Supplied text.

When you fire up Serial+ initially, you’re prompted to enter a PIN/Passcode. Off the bat it’s obvious that Enabled Apps places a big importance on security, as you’ll soon find that every time you leave the app and return this PIN needs to be entered. If you find this to be an annoyance, as I have, you’ll be disappointed to learn that there’s no option to turn off this restriction. While I appreciate the developer’s concerns, I’d prefer having the option to determine whether warranty items and serial numbers need to be guarded so strictly.

Make sure to select a PIN you can remember because you'll be locked out if you forget.

Make sure to select a PIN you can remember because you’ll be locked out if you forget.

Serial+ allows you to backup your information to Dropbox, and said information is protected by use of an AES-256 bit encryption. For those not familiar with AES, or encryption in general, the EE Times states that “AES has never been cracked yet and is safe against any brute force attacks.” Knowing nothing about encryption myself, that seems to be the best outcome you could possibly hope for.

Entering Serials & Warranties

After setting your PIN, Serial+ dumps you into the main view, which appears rather vacant at first glance. This is actually a good thing, because there’s little question in regards to what steps a user should take next. Tapping the big + icon in the upper-left corner initiates the process for entering a serial number/warranty item, while tapping the big gear icon in the upper-right corner transitions you to the settings.

All added items are separated by category and displayed in alphabetical order.

All added items are separated by category and displayed in alphabetical order.

Entering a serial number/warranty item is a somewhat straightforward task. Once you select the item type, you’re presented a series of fields that you’ll need to fill out. When you finish entering one field, you can often tap the return button to jump to the next, but you will be halted when you’re required to enter a date, select an item category or add a photo. Speaking of dates, if you enter a purchase date and length of warranty Serial+ will automatically enter the expiration date — a minor, but handy feature.

Serial+ prompts you to enter a lot of detailed information, which may be useful later on.

Serial+ prompts you to enter a lot of detailed information, which may be useful later on.

I encountered a few speed bumps during this process that threw me for a loop. Some entry fields (e.g. Item Category, Pictures and Purchase Date) do absolutely nothing when you tap them, and it took me a few seconds to realize that a button on the right side needed to be tapped to progress. Landing in a bare Add Photos view also required me to take me a few seconds to realize I needed to tap the + button at the top to being the process — a bit of hand holding from the developers would be helpful in this regard.

Certain areas of the app may leave you scratching your head.

Certain areas of the app may leave you scratching your head.

Backups & Exports

When you’re using an iOS app of this nature, it’s important that your data isn’t trapped on your phone and can be easily accessed. Serial+ offers a backup and restore option using your Dropbox account, but in my experience, it was completely unusable. Enabled Apps claims syncing issues were corrected with the release of version 1.01, which I’m currently using, and I’m still having problems. Even after implementing the workaround posted in the support section of Enabled Apps’ website, backing up still didn’t work. I even tried unlinking and relinking my Dropbox account, but the issues persisted.

What to work on.
1) According to the Serial+ review, what type of encryption protects information backed up to Dropbox?
2) Copy out the stretch of the records from the line containing "segment --target=white background" through the line containing "155), (252, 176)]", both included, exactly as they appear.

Data provided.
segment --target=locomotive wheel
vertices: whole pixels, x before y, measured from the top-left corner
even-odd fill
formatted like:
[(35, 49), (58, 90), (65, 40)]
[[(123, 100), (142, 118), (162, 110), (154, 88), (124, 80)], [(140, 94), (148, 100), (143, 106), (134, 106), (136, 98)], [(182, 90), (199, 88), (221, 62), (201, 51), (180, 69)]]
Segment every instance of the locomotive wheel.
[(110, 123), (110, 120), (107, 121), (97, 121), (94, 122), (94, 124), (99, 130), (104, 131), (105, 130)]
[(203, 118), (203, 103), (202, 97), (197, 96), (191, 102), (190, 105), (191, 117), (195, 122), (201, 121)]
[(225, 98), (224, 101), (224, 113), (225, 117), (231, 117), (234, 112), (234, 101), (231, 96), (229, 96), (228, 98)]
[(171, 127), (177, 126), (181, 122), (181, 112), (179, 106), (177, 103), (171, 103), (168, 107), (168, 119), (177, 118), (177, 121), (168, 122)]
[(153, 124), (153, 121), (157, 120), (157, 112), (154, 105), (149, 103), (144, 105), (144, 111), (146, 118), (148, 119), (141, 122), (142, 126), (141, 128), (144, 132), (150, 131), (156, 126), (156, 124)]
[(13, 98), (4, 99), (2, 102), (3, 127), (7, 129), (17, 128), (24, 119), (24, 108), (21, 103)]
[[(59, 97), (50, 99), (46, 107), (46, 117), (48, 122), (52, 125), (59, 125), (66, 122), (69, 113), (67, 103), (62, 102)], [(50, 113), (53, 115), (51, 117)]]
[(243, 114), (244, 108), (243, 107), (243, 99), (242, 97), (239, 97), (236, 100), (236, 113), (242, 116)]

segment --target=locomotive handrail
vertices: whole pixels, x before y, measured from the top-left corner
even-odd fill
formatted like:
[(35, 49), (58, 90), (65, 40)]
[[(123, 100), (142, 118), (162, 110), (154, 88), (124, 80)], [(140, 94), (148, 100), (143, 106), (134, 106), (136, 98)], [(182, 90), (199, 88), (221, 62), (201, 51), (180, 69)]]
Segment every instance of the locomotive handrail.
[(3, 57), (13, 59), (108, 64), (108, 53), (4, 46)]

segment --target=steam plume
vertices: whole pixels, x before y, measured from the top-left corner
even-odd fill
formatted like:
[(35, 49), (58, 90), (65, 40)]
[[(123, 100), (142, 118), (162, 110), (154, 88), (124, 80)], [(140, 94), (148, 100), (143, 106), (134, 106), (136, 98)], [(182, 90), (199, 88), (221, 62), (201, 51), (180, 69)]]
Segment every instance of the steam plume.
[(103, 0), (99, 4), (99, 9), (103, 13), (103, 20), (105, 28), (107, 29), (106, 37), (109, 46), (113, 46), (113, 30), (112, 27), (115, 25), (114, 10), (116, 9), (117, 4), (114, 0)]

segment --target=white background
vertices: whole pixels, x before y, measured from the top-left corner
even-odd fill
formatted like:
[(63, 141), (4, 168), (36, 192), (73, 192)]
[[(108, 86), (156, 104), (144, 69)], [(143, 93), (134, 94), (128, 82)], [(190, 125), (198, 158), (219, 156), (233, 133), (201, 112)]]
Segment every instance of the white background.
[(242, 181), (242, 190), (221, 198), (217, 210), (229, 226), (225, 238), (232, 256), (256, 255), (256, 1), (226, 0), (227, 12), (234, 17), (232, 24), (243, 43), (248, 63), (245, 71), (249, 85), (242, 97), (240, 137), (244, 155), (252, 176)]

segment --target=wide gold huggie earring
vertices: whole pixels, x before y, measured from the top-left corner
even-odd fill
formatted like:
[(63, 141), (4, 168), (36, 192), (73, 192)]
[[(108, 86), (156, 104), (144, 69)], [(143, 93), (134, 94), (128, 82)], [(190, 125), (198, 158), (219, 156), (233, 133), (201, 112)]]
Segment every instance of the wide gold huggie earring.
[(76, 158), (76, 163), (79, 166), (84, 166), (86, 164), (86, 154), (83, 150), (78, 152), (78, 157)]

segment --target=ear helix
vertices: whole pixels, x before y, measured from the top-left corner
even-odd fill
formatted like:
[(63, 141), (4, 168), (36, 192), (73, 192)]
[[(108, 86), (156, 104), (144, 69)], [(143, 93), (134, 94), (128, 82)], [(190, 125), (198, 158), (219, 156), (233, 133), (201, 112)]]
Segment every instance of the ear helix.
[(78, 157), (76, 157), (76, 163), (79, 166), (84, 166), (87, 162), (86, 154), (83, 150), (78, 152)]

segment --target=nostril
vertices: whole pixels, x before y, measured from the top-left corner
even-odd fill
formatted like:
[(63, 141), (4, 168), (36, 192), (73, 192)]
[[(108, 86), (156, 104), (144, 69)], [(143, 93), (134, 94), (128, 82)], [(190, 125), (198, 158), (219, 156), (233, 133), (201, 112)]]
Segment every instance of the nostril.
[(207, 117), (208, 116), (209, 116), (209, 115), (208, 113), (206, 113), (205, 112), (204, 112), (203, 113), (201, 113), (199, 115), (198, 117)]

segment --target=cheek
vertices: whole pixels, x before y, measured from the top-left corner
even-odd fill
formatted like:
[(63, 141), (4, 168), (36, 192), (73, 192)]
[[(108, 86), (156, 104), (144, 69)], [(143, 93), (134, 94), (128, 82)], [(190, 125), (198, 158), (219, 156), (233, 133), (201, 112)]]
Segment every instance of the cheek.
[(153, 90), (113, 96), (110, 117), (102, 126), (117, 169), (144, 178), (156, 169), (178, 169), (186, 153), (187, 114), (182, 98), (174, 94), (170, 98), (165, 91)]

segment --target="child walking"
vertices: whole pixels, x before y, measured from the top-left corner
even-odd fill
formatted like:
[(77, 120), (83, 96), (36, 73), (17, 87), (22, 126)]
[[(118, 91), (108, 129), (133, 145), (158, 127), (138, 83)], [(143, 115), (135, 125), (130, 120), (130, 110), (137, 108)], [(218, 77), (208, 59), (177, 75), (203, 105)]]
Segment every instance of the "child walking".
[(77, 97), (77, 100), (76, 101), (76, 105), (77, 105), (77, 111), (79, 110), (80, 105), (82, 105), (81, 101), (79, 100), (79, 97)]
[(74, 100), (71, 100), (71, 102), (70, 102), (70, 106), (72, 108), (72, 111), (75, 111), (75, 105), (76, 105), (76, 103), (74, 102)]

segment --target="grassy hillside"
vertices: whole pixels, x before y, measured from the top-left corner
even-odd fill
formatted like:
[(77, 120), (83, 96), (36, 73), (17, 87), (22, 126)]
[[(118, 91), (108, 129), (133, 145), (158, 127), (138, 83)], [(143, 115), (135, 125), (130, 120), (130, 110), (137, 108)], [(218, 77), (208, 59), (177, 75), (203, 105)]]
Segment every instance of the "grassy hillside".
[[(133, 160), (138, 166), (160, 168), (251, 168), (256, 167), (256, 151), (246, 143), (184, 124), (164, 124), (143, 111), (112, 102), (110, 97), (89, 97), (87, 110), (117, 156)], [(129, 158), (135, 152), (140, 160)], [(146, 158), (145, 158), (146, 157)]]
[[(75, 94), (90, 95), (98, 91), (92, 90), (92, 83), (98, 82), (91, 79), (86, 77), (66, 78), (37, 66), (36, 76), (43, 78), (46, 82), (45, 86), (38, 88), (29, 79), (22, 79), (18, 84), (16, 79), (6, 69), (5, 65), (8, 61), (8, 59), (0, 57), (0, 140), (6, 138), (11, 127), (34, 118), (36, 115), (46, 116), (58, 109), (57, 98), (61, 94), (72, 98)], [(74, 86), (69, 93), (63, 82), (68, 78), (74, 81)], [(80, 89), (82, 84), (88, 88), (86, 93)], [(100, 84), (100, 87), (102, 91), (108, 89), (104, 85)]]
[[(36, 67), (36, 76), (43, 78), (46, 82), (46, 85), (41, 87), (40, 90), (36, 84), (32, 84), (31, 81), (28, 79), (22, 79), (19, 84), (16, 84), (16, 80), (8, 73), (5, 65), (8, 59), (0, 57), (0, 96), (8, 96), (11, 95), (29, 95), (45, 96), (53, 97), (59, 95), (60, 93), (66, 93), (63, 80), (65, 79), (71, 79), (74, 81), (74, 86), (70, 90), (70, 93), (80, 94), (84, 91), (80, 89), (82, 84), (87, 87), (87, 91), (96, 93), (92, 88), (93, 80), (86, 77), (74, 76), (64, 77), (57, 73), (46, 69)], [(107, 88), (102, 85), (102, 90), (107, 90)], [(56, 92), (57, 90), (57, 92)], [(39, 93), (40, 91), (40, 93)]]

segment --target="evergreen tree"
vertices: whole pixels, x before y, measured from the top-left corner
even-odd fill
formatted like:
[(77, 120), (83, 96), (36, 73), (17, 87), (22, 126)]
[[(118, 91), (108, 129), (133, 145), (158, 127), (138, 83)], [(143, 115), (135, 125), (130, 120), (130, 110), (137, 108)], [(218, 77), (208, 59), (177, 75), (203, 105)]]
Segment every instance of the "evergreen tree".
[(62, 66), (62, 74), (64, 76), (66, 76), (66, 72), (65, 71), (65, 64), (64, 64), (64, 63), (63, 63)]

Solution list.
1) AES-256 bit encryption.

2)
segment --target=white background
vertices: whole pixels, x before y, measured from the top-left corner
even-odd fill
formatted like:
[(63, 141), (4, 168), (36, 192), (73, 192)]
[[(108, 86), (156, 104), (144, 69)], [(143, 93), (134, 94), (128, 82)], [(190, 125), (198, 158), (219, 156), (233, 133), (201, 112)]]
Segment every instance of the white background.
[(242, 181), (242, 190), (221, 198), (217, 210), (229, 226), (225, 238), (232, 256), (256, 255), (256, 1), (226, 0), (227, 12), (234, 17), (232, 24), (243, 43), (248, 63), (245, 71), (249, 85), (242, 97), (240, 137), (244, 155), (252, 176)]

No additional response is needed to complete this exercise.